* [Set task]:
List every line in the listing below that contains the word "boot".

———

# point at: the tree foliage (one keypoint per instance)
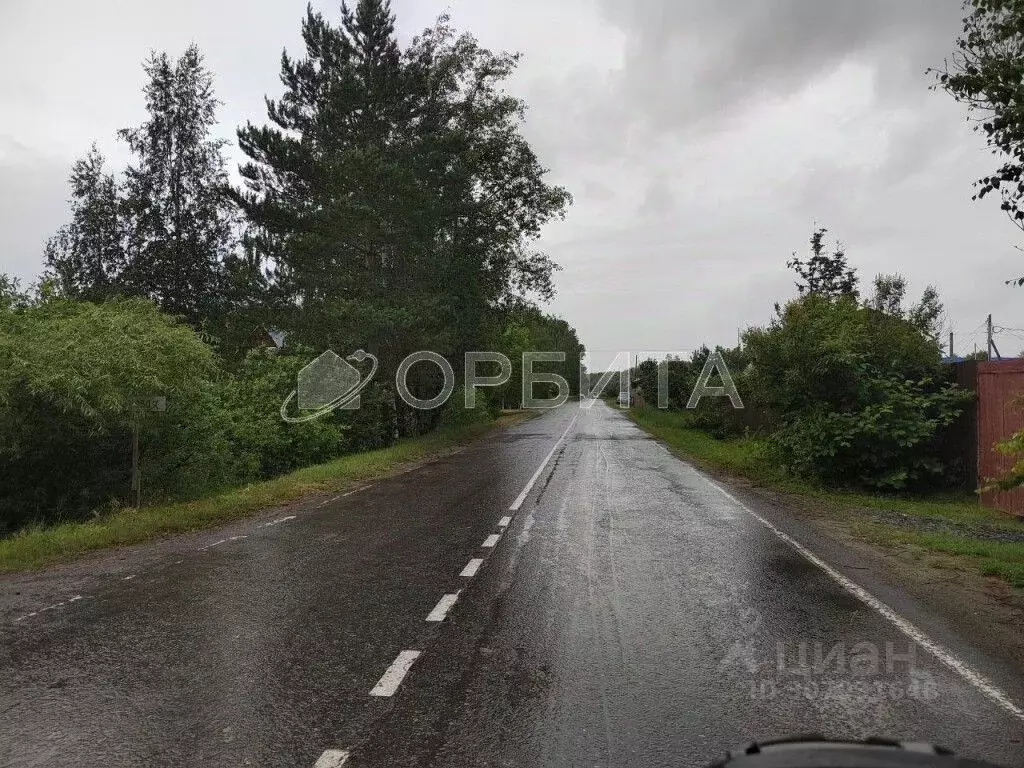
(166, 231)
(392, 192)
(824, 273)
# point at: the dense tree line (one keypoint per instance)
(390, 203)
(846, 389)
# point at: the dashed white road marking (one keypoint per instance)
(443, 606)
(50, 607)
(356, 491)
(222, 541)
(944, 655)
(525, 492)
(278, 521)
(389, 683)
(332, 759)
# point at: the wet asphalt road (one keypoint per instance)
(630, 614)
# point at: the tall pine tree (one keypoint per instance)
(180, 226)
(392, 192)
(85, 259)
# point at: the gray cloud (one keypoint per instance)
(702, 141)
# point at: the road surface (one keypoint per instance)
(560, 593)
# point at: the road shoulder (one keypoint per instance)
(977, 616)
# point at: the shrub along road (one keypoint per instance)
(563, 592)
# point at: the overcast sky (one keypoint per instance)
(701, 141)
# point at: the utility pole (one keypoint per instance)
(136, 484)
(991, 341)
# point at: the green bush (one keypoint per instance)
(886, 439)
(857, 393)
(75, 378)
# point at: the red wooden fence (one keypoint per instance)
(1000, 387)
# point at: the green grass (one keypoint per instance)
(37, 547)
(747, 457)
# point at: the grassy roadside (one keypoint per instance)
(34, 548)
(956, 531)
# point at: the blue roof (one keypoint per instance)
(278, 337)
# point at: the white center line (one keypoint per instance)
(525, 492)
(945, 656)
(356, 491)
(332, 759)
(443, 606)
(389, 683)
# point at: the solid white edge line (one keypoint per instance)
(332, 759)
(443, 606)
(945, 656)
(525, 492)
(392, 678)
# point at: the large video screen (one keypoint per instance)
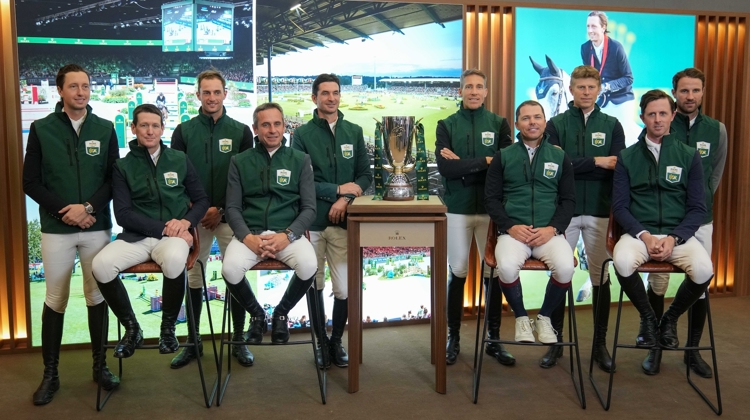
(177, 27)
(213, 26)
(634, 52)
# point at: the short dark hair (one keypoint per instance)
(691, 72)
(210, 74)
(472, 72)
(265, 107)
(68, 68)
(325, 77)
(148, 108)
(655, 95)
(529, 103)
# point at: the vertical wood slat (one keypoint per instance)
(721, 53)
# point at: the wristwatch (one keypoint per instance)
(677, 239)
(291, 236)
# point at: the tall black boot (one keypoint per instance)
(633, 288)
(188, 353)
(496, 350)
(557, 318)
(294, 292)
(455, 308)
(340, 313)
(117, 298)
(693, 357)
(318, 324)
(686, 296)
(52, 323)
(602, 298)
(241, 352)
(652, 363)
(174, 292)
(243, 294)
(97, 316)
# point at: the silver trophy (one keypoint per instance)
(398, 137)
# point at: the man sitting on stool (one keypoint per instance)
(157, 198)
(270, 205)
(658, 200)
(530, 195)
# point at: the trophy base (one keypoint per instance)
(398, 188)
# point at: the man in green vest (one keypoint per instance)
(658, 200)
(210, 139)
(465, 144)
(157, 198)
(530, 195)
(68, 171)
(342, 171)
(592, 140)
(709, 137)
(270, 205)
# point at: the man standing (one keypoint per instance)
(592, 140)
(210, 139)
(342, 172)
(466, 142)
(531, 198)
(658, 200)
(157, 198)
(73, 196)
(270, 205)
(709, 137)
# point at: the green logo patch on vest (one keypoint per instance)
(488, 138)
(225, 145)
(550, 170)
(674, 174)
(93, 147)
(704, 148)
(347, 151)
(283, 176)
(170, 178)
(598, 139)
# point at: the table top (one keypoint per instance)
(366, 205)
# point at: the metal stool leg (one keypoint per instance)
(717, 409)
(479, 352)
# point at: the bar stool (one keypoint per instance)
(572, 343)
(152, 267)
(269, 264)
(614, 232)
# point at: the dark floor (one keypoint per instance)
(397, 381)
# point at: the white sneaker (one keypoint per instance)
(524, 330)
(544, 330)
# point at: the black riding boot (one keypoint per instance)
(279, 323)
(602, 297)
(686, 296)
(340, 313)
(455, 312)
(652, 363)
(52, 323)
(693, 357)
(117, 298)
(318, 324)
(496, 350)
(557, 318)
(633, 288)
(98, 314)
(188, 353)
(174, 292)
(241, 352)
(243, 295)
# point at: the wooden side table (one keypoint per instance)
(396, 224)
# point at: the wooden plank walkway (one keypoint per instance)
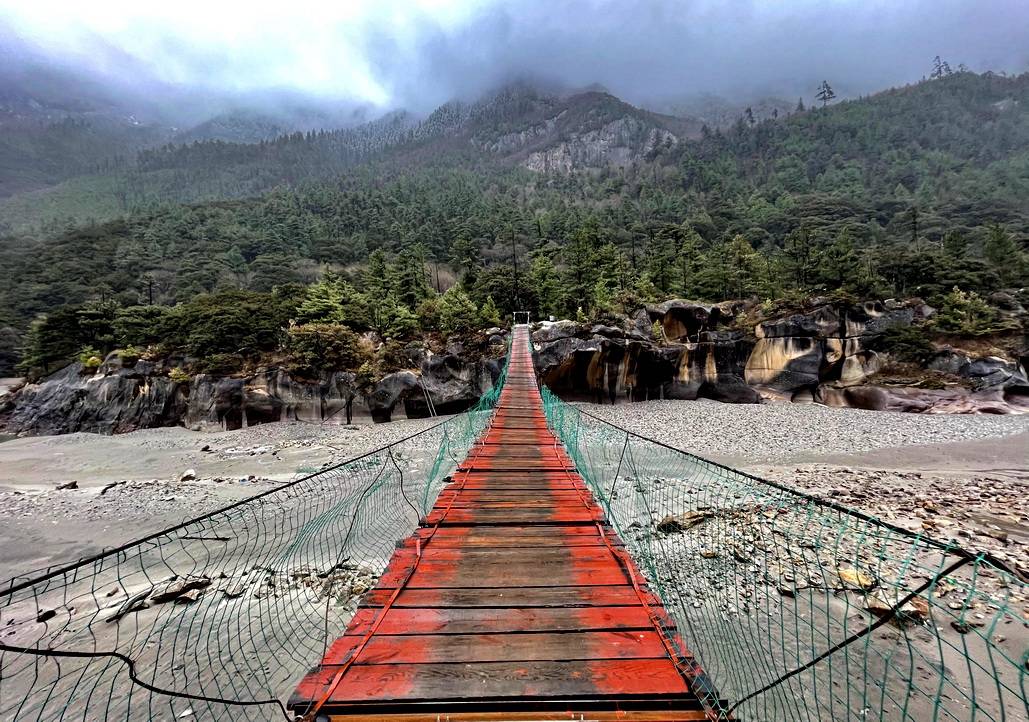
(513, 601)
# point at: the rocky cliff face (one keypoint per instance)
(829, 355)
(117, 398)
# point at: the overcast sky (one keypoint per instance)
(417, 53)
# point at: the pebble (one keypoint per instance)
(773, 432)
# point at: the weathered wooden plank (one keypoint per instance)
(617, 679)
(515, 598)
(505, 620)
(544, 646)
(535, 716)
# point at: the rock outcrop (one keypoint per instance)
(117, 398)
(830, 354)
(826, 355)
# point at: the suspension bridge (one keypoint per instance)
(523, 561)
(513, 597)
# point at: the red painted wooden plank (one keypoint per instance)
(544, 646)
(507, 620)
(448, 574)
(513, 580)
(613, 596)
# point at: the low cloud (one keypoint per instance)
(416, 55)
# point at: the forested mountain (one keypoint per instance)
(564, 205)
(517, 124)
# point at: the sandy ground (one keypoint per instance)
(962, 477)
(129, 485)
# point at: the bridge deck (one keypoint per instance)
(515, 600)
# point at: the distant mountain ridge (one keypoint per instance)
(548, 132)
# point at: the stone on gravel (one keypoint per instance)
(682, 522)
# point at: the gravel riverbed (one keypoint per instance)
(755, 433)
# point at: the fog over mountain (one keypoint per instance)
(188, 61)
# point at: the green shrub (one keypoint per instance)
(178, 375)
(908, 344)
(130, 355)
(324, 346)
(457, 312)
(964, 314)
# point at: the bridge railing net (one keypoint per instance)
(799, 609)
(220, 617)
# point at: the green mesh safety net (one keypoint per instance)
(799, 609)
(219, 617)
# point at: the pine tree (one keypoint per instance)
(825, 93)
(489, 315)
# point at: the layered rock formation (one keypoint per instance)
(826, 355)
(830, 354)
(117, 398)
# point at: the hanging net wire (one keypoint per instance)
(800, 609)
(219, 617)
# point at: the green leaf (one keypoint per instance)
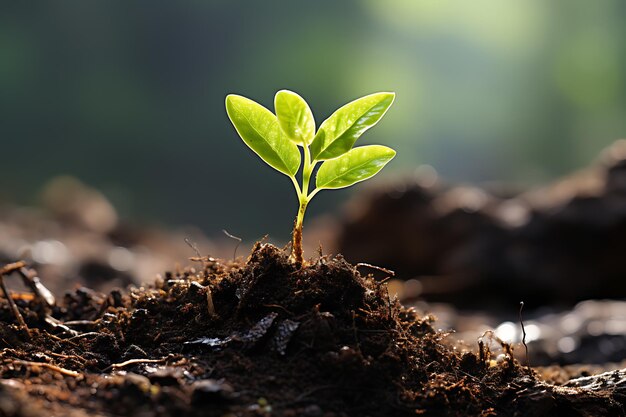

———

* [Output]:
# point at: the tall black boot (one keypoint per instance)
# point at: the black riding boot (one keypoint per instance)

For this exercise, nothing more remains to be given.